> _Task details_
Reproduce each line, exactly, from the one containing "In this exercise you will tag the lichen" through the end of the material. Exclude pictures.

* Begin Exercise material *

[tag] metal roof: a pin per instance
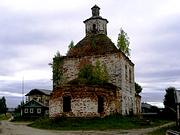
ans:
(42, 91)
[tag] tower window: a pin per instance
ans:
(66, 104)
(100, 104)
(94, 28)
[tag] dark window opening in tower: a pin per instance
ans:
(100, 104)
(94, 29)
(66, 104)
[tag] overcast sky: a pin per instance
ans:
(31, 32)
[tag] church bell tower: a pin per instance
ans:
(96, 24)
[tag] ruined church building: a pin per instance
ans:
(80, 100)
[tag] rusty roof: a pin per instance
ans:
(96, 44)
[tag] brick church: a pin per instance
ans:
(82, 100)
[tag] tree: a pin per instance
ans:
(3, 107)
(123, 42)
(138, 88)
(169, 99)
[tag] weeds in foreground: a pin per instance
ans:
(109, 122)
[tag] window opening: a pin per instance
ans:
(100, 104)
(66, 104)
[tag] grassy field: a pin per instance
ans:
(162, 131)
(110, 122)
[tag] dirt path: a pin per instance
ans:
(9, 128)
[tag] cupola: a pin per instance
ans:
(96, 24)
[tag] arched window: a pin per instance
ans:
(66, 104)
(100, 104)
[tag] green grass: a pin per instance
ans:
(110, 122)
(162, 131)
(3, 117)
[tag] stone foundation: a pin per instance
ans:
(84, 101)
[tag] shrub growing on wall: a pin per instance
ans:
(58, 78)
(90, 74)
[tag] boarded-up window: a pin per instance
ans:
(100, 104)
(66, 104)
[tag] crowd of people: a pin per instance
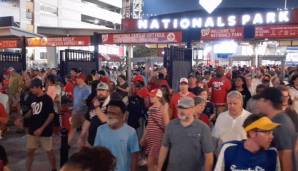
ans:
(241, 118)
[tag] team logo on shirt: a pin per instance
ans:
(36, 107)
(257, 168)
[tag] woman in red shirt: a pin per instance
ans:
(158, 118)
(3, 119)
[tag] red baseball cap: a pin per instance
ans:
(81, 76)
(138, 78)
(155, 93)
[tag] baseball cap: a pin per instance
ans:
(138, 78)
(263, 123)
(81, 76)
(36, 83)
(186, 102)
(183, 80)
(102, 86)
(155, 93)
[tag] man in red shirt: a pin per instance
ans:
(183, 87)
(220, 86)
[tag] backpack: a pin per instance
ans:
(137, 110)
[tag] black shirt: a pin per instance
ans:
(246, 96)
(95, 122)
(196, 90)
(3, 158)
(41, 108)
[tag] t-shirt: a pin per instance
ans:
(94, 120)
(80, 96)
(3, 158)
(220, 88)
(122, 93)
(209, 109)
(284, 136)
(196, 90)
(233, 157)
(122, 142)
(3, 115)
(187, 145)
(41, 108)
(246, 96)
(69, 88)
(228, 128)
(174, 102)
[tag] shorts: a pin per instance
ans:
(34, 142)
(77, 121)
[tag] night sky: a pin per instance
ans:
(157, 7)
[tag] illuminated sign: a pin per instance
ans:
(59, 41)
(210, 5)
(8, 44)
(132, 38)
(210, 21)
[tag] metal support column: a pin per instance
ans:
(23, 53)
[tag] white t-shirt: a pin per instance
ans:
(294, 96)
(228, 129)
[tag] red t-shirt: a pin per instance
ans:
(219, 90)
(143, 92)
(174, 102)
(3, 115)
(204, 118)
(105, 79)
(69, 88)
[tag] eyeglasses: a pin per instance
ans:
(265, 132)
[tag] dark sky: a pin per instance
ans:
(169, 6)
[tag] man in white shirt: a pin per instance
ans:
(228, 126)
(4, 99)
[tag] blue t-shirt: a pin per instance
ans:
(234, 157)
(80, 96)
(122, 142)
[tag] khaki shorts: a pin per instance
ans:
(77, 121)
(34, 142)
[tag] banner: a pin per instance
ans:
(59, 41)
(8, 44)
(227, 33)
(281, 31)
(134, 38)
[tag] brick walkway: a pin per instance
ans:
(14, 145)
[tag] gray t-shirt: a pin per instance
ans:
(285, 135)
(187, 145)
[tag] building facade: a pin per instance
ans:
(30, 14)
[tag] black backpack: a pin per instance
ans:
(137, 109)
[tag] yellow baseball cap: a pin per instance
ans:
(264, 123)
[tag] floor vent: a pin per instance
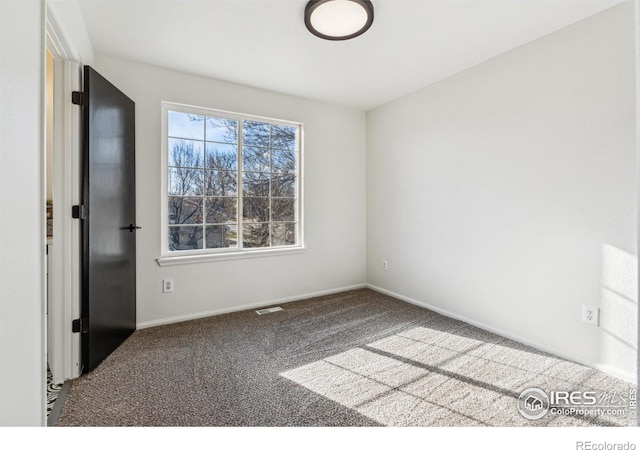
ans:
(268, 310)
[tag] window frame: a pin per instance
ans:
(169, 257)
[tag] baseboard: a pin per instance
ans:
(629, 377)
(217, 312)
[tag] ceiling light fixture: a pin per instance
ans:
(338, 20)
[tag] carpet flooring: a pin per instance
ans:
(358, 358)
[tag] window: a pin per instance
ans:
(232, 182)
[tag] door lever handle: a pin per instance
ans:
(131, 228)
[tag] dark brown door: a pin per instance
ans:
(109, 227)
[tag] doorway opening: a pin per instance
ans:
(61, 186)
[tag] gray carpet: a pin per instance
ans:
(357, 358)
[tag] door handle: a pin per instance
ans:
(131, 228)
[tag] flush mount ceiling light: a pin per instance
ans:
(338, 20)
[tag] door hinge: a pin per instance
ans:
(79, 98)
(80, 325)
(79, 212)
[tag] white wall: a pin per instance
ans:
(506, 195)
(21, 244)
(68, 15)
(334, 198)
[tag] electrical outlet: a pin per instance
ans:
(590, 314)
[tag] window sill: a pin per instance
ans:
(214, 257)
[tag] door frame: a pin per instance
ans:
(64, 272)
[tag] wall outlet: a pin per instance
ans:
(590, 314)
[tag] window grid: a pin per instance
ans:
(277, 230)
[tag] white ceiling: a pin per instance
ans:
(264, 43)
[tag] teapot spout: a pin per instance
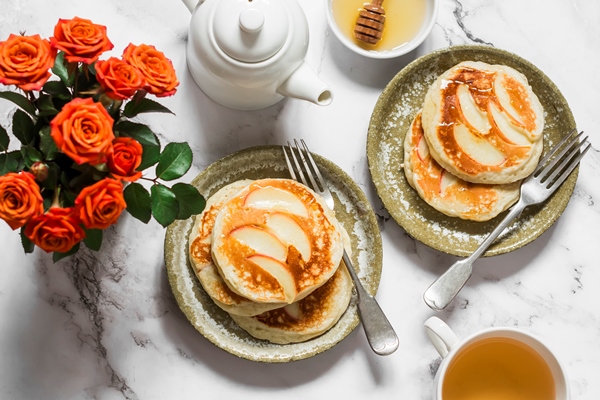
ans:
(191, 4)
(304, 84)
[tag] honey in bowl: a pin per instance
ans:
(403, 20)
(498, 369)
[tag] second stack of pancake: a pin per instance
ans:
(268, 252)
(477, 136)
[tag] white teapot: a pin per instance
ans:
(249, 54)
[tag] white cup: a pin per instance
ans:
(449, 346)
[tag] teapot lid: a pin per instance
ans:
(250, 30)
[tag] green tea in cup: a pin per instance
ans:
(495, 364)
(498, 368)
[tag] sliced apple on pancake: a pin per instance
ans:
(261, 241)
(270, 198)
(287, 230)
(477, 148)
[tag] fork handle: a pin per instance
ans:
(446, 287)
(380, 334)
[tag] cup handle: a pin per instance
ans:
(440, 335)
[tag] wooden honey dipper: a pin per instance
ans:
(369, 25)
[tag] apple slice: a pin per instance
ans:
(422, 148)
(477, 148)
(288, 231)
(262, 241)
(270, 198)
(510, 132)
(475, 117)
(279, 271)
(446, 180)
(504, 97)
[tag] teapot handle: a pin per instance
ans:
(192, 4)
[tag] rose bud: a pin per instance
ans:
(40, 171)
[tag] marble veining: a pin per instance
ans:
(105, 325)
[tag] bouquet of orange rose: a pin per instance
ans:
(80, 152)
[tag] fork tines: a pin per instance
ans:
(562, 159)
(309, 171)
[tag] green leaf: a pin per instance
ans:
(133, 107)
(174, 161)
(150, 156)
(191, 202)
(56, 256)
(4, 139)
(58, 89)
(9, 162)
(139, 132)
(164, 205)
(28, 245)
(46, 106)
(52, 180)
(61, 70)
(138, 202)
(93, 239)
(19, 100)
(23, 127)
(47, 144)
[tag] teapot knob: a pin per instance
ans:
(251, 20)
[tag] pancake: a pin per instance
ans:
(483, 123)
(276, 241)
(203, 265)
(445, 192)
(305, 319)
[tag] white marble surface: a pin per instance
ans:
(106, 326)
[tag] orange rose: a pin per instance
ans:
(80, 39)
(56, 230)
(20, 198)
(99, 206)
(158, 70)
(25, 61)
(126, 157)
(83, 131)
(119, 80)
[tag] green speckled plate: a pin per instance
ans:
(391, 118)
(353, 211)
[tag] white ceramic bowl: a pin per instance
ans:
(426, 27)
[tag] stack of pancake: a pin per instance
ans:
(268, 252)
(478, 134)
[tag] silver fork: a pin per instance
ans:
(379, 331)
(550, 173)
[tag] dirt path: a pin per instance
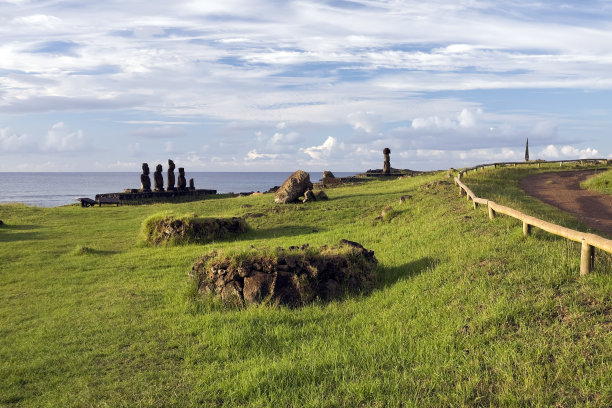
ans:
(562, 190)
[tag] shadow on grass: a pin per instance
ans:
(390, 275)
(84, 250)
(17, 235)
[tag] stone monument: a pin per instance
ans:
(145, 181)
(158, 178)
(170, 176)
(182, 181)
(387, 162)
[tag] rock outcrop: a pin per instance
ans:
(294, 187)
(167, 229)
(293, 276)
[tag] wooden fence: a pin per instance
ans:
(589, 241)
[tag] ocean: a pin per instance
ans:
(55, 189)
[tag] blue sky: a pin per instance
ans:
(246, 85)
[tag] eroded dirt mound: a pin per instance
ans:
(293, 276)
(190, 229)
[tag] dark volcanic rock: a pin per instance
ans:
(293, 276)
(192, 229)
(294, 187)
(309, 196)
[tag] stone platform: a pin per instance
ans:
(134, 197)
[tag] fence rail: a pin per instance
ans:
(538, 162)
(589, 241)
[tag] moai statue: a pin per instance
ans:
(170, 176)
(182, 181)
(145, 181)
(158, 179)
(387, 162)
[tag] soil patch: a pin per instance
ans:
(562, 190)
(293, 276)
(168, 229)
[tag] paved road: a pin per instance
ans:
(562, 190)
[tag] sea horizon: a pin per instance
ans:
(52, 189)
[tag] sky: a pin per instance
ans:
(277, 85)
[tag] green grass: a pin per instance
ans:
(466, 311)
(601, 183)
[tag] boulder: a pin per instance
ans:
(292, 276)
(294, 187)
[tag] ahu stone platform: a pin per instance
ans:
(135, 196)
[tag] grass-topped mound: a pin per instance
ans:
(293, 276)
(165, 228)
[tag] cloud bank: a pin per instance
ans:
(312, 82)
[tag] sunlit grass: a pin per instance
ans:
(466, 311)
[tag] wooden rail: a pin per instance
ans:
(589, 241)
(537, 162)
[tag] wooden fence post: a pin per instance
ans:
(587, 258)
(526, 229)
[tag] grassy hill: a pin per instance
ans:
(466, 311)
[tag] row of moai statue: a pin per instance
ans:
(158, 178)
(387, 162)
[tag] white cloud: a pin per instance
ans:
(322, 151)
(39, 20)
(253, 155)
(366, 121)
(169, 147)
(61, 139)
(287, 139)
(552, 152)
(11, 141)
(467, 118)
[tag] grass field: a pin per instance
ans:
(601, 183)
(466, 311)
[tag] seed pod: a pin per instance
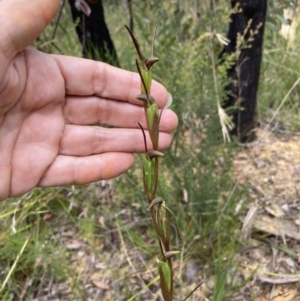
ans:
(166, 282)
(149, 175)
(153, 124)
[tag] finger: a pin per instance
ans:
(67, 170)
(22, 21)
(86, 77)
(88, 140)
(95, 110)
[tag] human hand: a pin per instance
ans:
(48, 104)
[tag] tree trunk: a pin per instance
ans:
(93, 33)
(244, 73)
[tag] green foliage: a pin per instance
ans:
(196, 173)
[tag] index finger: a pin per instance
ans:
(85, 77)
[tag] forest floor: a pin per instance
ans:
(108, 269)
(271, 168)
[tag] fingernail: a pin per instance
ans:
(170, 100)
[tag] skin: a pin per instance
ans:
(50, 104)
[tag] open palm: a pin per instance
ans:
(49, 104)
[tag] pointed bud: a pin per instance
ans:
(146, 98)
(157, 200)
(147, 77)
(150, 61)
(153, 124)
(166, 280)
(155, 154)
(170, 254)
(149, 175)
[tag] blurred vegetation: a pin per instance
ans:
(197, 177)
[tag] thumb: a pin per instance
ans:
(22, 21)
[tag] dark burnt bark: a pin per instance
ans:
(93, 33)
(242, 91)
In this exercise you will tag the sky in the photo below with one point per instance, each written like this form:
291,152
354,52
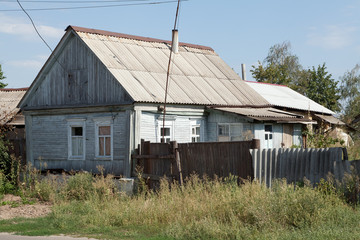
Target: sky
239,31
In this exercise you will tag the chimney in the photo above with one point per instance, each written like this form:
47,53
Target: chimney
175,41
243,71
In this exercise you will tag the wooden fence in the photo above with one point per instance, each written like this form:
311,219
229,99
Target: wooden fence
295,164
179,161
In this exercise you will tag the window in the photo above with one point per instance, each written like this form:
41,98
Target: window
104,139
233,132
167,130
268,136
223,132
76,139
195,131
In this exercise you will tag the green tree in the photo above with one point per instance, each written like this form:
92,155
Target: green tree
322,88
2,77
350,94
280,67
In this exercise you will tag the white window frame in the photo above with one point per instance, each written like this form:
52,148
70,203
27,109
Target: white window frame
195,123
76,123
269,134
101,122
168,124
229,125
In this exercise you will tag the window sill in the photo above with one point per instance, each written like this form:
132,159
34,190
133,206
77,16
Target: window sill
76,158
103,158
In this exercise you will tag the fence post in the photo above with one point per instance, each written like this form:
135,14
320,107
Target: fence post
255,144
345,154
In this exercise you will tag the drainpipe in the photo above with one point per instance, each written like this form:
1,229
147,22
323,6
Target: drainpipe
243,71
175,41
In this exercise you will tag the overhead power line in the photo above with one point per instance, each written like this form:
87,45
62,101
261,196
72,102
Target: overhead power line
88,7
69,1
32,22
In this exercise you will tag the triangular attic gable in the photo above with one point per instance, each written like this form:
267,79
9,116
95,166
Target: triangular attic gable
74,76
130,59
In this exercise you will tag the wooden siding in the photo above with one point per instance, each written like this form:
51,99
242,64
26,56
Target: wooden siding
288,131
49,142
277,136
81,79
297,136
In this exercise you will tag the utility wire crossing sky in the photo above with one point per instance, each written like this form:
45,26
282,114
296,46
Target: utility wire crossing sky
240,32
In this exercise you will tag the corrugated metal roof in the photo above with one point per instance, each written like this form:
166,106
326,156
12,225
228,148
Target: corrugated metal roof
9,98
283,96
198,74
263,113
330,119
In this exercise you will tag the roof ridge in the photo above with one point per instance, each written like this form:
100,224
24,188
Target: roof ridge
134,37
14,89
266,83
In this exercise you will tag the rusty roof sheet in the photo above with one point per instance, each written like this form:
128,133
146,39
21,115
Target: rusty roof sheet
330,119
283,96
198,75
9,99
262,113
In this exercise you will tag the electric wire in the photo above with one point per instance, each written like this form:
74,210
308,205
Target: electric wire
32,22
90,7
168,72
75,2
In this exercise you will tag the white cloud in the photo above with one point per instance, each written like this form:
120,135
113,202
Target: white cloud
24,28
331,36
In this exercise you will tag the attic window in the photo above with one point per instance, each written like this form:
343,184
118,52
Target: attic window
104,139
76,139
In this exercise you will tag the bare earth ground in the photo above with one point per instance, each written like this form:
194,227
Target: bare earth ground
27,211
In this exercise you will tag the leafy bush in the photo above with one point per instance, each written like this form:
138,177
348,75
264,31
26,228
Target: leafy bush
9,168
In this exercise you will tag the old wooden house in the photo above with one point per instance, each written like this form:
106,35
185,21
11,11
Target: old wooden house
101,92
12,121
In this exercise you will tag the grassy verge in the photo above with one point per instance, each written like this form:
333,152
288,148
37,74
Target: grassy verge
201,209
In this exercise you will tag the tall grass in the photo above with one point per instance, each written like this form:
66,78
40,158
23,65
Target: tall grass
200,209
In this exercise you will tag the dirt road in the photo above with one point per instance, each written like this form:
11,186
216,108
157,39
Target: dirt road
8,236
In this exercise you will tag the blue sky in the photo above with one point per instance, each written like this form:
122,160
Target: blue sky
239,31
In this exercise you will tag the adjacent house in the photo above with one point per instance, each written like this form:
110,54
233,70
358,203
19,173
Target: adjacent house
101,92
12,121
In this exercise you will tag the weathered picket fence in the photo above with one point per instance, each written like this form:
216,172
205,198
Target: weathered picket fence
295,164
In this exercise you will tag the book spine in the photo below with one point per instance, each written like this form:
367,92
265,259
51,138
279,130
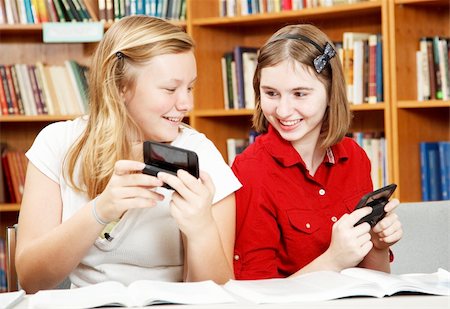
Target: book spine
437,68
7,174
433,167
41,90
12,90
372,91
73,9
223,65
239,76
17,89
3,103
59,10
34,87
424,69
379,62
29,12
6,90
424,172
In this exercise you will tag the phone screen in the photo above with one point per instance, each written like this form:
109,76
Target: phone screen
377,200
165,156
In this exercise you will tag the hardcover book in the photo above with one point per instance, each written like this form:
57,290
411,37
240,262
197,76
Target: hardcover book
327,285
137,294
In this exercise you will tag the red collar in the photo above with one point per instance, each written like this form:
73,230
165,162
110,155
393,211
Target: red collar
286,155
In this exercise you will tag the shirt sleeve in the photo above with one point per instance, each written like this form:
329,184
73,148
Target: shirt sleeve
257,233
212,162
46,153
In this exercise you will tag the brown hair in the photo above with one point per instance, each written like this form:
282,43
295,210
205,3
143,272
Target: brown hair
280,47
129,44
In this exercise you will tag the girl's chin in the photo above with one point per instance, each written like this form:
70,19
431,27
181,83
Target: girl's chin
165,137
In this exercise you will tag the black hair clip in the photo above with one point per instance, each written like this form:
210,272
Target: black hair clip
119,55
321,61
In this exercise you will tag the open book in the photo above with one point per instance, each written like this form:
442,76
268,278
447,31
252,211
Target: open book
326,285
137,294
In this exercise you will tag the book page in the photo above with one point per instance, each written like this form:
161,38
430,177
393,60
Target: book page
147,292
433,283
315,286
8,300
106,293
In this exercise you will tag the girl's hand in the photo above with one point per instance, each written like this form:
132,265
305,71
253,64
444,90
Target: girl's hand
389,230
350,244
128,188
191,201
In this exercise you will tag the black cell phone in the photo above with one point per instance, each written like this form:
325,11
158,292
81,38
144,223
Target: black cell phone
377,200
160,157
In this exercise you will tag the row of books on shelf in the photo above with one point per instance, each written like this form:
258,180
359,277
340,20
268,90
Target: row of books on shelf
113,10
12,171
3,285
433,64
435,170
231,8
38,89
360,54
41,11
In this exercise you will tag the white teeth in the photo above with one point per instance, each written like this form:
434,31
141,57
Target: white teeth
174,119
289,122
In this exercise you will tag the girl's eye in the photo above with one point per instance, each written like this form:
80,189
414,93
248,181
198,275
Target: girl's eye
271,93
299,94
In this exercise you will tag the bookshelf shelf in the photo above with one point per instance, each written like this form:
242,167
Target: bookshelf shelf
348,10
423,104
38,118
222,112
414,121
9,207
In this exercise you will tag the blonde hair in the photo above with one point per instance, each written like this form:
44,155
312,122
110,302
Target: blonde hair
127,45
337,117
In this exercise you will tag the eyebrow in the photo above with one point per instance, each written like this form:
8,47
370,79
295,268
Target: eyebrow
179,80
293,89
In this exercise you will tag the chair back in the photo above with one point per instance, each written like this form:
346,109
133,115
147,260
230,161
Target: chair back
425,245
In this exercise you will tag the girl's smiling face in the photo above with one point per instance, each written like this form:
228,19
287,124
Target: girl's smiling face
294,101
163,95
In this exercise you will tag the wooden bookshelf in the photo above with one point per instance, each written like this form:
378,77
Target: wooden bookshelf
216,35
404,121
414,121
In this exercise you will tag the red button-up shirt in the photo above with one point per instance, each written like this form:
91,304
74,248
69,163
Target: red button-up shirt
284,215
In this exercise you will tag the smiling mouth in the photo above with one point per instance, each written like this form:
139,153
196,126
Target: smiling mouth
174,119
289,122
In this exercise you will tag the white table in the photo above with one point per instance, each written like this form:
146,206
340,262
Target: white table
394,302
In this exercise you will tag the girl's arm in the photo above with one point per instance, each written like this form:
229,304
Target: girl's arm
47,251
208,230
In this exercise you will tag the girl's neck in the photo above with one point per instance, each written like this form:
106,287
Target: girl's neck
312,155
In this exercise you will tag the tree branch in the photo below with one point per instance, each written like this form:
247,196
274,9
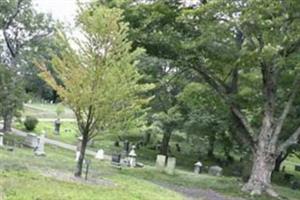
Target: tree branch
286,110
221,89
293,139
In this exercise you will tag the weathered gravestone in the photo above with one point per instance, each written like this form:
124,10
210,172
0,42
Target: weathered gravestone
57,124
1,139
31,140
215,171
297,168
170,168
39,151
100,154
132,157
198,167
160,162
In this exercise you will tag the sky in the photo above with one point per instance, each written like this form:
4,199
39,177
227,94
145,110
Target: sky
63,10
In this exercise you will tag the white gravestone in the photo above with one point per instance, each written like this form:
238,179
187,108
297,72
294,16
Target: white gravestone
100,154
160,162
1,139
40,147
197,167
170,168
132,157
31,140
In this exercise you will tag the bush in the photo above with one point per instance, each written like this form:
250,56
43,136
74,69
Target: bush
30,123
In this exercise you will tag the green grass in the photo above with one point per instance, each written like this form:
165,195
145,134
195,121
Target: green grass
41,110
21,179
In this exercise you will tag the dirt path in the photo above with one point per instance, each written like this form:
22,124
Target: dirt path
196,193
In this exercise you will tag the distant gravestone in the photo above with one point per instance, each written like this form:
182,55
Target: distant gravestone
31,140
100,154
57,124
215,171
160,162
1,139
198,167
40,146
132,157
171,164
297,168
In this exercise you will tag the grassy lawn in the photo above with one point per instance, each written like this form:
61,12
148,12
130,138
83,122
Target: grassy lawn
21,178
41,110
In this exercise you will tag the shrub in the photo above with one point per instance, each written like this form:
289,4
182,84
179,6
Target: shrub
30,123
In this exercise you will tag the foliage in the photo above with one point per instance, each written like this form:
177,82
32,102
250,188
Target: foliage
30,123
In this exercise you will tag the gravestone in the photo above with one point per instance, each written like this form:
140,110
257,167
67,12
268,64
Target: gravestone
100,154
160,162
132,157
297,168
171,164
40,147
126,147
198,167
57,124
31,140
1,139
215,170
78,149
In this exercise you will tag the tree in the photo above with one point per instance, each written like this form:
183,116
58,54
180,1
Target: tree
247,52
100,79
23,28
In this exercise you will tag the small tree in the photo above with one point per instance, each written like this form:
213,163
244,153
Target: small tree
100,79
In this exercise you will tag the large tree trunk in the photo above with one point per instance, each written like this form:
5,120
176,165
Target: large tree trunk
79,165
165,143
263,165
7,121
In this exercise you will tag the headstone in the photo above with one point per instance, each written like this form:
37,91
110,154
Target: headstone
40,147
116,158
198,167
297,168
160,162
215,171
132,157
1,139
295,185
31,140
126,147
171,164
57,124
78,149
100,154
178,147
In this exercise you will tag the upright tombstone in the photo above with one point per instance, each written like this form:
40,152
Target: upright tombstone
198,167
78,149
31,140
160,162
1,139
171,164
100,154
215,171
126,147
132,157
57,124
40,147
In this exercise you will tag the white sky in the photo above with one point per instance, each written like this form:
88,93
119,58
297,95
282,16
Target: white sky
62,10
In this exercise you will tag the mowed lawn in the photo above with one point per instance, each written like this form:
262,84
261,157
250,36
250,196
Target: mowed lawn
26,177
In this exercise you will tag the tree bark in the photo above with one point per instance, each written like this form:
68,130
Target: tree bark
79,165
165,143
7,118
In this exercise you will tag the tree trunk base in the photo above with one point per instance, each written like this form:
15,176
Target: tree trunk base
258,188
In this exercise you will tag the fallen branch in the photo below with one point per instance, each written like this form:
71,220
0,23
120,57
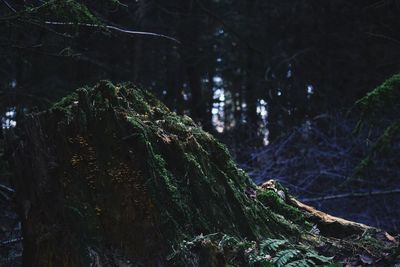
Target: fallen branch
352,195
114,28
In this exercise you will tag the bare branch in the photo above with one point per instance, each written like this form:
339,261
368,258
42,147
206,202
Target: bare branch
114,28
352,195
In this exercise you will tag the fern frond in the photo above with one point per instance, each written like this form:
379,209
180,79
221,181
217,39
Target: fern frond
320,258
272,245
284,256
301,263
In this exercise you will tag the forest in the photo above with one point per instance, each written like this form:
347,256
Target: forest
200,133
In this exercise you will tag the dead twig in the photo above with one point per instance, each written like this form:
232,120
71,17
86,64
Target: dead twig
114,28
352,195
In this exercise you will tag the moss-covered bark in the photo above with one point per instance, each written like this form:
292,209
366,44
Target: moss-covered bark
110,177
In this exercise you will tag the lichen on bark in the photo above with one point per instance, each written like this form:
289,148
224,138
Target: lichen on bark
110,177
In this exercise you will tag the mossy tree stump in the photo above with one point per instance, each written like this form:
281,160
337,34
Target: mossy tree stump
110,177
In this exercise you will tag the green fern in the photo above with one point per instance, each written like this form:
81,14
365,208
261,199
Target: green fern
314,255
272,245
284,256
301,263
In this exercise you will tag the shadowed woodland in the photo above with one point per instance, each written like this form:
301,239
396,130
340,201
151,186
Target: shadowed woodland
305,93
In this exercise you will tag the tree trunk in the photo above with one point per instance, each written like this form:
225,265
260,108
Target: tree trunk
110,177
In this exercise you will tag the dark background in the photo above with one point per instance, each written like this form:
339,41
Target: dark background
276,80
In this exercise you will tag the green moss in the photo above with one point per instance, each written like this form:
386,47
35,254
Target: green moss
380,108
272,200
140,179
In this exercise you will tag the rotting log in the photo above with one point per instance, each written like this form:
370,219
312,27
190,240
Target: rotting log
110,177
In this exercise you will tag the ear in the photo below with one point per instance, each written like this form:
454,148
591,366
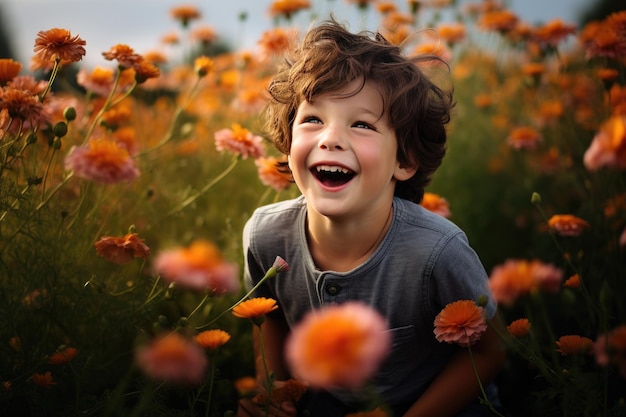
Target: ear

* End Exercise material *

> _Answer to the problem_
In this exercise you will tag the lichen on bark in the photo above with one point per instance, each written like this form:
289,148
224,138
Target: lichen on bark
110,177
In this exercise you will tag the mossy tree stump in the photo above with one point per instance, each written like this form:
281,160
337,34
Target: mossy tree stump
110,177
In this exercise you will tag the green fern in the photo above with one point per instance, each written like this form:
81,14
365,208
261,199
Target: green fern
314,255
272,245
284,256
301,263
In this exercise you will tag the shadowed woodland in the photo above with one point per instance, each written like this form:
301,239
396,130
340,201
151,186
Target: shadowed woodland
305,93
In this exercise you will tag the tree trunk in the photo above with one point per instance, each written like this form:
225,265
260,108
Target: tree trunk
110,177
In this exercise you will tag the dark background in the photo above with one point per instance, each written like this form:
339,41
Target: dark background
276,80
In this exercise you will tag the green moss in the photo above with one point per instance, each written like this form:
386,47
35,254
Target: green moss
380,108
272,200
140,179
In this exercise you will tag the rotting log in the photo above with one point per instance, each written like this form:
370,219
312,27
190,240
Target: rotting log
110,177
In this exercise you will tag the ear in the photo below with one point per instance, each written like this form:
454,148
591,366
Target: ear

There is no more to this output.